# Document passage

============

Saturday, July 26, 2008

Face Down Beneath the Eleanor Cross by Kathy Lynn Emerson

No Cover Available

Face Down Beneath the Eleanor Cross
by Kathy Lynn Emerson

Mass Market Paperback: 304 pages
Publisher: Kensington
First Released: 2000

Source: Bought from

Back Cover Blurb:
Nothing is as it seems when would-be widow Susanna, Lady Appleton, finds her official period of mourning interrupted by a cryptic message from her supposedly dead spouse. Shockingly, Robert is alive--but not for long...

Neither late nor lamented by his wife, Sir Robert Appleton summons a stunned Susanna to a furtive London meeting. Yet intead of a reluctantly anticipated martial reunion, the renowned herbalist finds her poisoned husband gasping his last breaths beneath the Eleanor Cross. Vowing to bring his killer to justice, Susanna embarks on a daring winter journey across the frigid English countryside. She swiftly discovers that there is no shortage of those who bore animosity toward Robert--most of them female. But which of the wealthy, wayward knight's mistresses is a murderess? His widow is determined to find out, aware that the gallows now awaits the most likely suspect: Susanna herself...

This book is a murder mystery set in 1565, and it is meticulously researched. (In fact, historical tidbits that aren't necessary to understand what's going on are frequently strewn throughout the story.)

Solving the murder mystery doesn't seem to be the primary focus of the novel since most of the book is spent with Susanna playing with her stepdaughter or with the other characters falling in love with each other. This is just as well since I was able to correctly identify the murder immediately after our introduction to that character and none of the red herrings shook that conviction.

I suspect this book isn't a good one to be introduced to the heroine, Susanna Appleton. She is placed in a position were she should have emotions: concern, worry, dread, saddness, etc. Except for brief flashes of emotion, Susanna seems remarkably unbothered by anything, from the loss of her husband to the threat to her life to the stress of confronting her husbands mistresses. To me, she came across as bland and unrealisticaly unemotional.

I also had a hard time thinking very highly of Susanna. She only asks her suspects some brief, obvious questions and trustingly accepts their answers. She never tries to dig deeper to find the truth and doesn't look beyond "the obvious suspects" until she's about to be sentenced to death. This wouldn't be a problem except that all the characters think her so astonishingly clever at solving murder mysteries.

Luckily, the secondary point-of-view characters are engaging even if sometimes I didn't understand why they acted the way they did.

Two unmarried characters do have sex, but it isn't explict. I don't recall any cussing. I'd rate this book as "fairly clean fun."

Excerpt: Chapter One

January 3, 1565

"Back again, eh? 'E's gone on without ye. In a powerful hurry, 'e were, too."

Susanna Appleton broke off her survey of the tavern known as the Black Jack to stare at its proprietor. Until a moment ago, she'd never set foot in the place, but there might be some use in letting his misconception stand, especially if the mysterious "'e" turned out to be the man she sought. "How long ago did he leave?"

============

# Dataset excerpts

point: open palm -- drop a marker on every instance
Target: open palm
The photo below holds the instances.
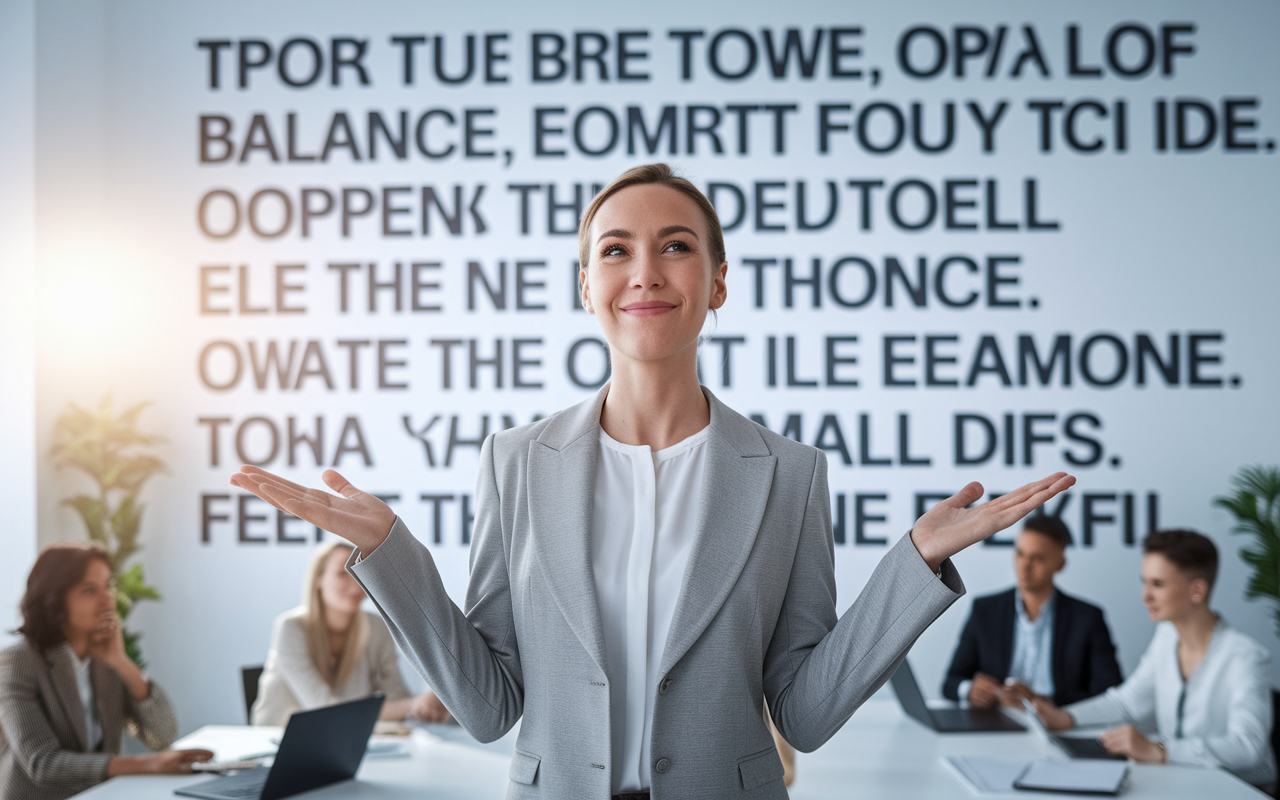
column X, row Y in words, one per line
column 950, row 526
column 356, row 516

============

# The exercise
Continue the review and excerpt of *Face Down Beneath the Eleanor Cross* from the point where it stops, before the data.

# Output of the exercise
The tavernkeeper was shorter than she, a small, wiry man in a canvas apron. When he took a step closer, Susanna smelled garlic and stale, spilled wine, a pungent and unpleasant combination when trepidation had already made her queasy. A pock-marked face and brown teeth did nothing to alleviate her first, negative impression.

"Come and sit with old Ned, sweeting," he invited, leering at her, "and I'll tell you everything I know. But let's see what's under the 'ood this time."

Before she could stop him, he flipped the heavy wool away from her face, narrowing his eyes to get a better look. As he leaned in, the stench of his breath nearly made her gag.

Repulsed, Susanna backed away. Beneath her cloak, she fumbled for the small sharp knife suspended from the belt at her waist. She could expect no help from customers who frequented a place such as this, and for once she did not think it likely she'd be able to talk herself out of trouble.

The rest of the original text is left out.